WORK REQUIRED » Lay out the lines of the entries as a Markdown table with two columns, Row (a running number) and Line (the line itself), starting at the line that contains "In this exercise you will find the dirt" and ending at the line that contains "[(105, 106), (116, 114)]", both included. Include only those lines and leave out blank ones.

EXERCISE INPUTS »
........
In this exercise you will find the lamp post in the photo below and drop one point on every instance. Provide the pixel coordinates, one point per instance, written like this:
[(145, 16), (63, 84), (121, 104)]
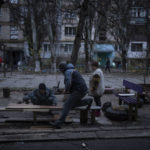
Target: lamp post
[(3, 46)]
........
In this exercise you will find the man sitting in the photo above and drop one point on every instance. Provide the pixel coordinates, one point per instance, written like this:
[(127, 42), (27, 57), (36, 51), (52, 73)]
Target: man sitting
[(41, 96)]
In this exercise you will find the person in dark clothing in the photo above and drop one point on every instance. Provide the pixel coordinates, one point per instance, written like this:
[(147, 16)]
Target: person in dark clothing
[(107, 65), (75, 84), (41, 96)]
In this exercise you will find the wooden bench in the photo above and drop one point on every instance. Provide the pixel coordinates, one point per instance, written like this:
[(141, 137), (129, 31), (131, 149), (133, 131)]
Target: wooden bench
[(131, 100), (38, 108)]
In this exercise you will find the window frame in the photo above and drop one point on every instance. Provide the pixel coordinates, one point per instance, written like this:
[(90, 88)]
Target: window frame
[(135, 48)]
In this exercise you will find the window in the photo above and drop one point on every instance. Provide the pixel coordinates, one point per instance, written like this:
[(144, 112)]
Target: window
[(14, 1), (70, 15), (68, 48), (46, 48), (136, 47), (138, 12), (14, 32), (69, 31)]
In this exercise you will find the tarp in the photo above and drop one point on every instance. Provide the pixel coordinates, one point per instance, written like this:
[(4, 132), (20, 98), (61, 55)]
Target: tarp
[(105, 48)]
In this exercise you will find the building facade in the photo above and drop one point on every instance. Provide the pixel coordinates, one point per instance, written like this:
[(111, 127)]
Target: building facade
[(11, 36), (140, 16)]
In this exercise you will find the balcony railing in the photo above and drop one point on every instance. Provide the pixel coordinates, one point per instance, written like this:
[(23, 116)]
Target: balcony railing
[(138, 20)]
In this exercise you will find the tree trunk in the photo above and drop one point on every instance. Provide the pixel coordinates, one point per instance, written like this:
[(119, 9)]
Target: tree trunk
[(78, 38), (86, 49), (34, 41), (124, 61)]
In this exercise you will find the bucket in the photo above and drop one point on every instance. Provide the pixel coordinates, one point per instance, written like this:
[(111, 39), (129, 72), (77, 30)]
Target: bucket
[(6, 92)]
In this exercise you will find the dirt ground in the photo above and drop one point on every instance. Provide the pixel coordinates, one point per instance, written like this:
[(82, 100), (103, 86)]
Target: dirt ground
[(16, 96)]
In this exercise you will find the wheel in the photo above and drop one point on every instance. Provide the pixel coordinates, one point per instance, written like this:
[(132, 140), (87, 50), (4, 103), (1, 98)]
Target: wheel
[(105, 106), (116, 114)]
........
SOLUTION BELOW »
| Row | Line |
|---|---|
| 1 | In this exercise you will find the dirt ground in the photo above and drop one point on every instance. Provide the pixel coordinates, one point per instance, written like this: |
| 2 | [(82, 100), (103, 86)] |
| 3 | Target: dirt ground |
| 4 | [(16, 96)] |
| 5 | In this exercise you will find the wheel in the photo above and drop one point on every instance. Provide the pixel coordinates, one point per instance, written like this: |
| 6 | [(132, 140), (87, 50), (4, 103), (1, 98)] |
| 7 | Target: wheel |
| 8 | [(105, 106), (116, 114)] |